出典文:
政府は,平成21年4月21日(火),無差別大量殺人行為を行った団体の規制に関する法律(平成11年法律第147号,以下「団体規制法」という。)第31条の規定に基づき,平成20年1月1日から同年12月31日までの間における団体規制法の施行状況について,国会に報告いたしました。同報告の概要は以下のとおりです。

第1 観察処分の決定と観察処分の期間の更新の経緯

公安審査委員会は,平成12年1月28日,団体規制法第5条第1項の規定に基づき,「麻原彰晃こと松本智津夫を教祖・創始者とするオウム真理教の教義を広め,これを実現することを目的とし,同人が主宰し,同人及び同教義に従う者によって構成される団体」(以下「当該団体」という。)について,3年間の観察処分(公安調査庁長官の観察に付する処分をいう。以下同じ。)を行う決定を行った。さらに,同条第4項の規定に基づき,平成15年1月23日及び平成18年1月23日,それぞれ観察処分の期間を更新する決定を行った。

第2 観察処分の期間の更新請求

公安調査庁長官は,当該団体について,団体規制法第5条第1項各号に掲げる事項のいずれにも該当し,引き続きその活動状況を継続して明らかにする必要があると認め,団体規制法第12条第2項の規定に基づき,あらかじめ警察庁長官の意見を聴いた上,同条第1項後段の規定に基づき,平成20年12月1日,公安審査委員会に対し,平成18年1月23日付け同委員会決定によりその期間が更新された観察処分(以下「平成18年に更新された観察処分」という。)について,その期間の更新を請求した。

問題文: 上の団体規制法施行状況の報告から、「政府は,平成21年4月21日」から「告の概要は以下のとおりです。」までの部分をそのまま書き出してください。

提供データ:
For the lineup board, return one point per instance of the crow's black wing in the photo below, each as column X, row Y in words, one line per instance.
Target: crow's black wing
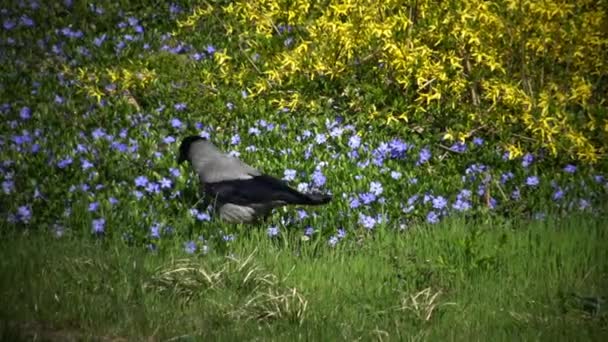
column 259, row 189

解答:
政府は,平成21年4月21日(火),無差別大量殺人行為を行った団体の規制に関する法律(平成11年法律第147号,以下「団体規制法」という。)第31条の規定に基づき,平成20年1月1日から同年12月31日までの間における団体規制法の施行状況について,国会に報告いたしました。同報告の概要は以下のとおりです。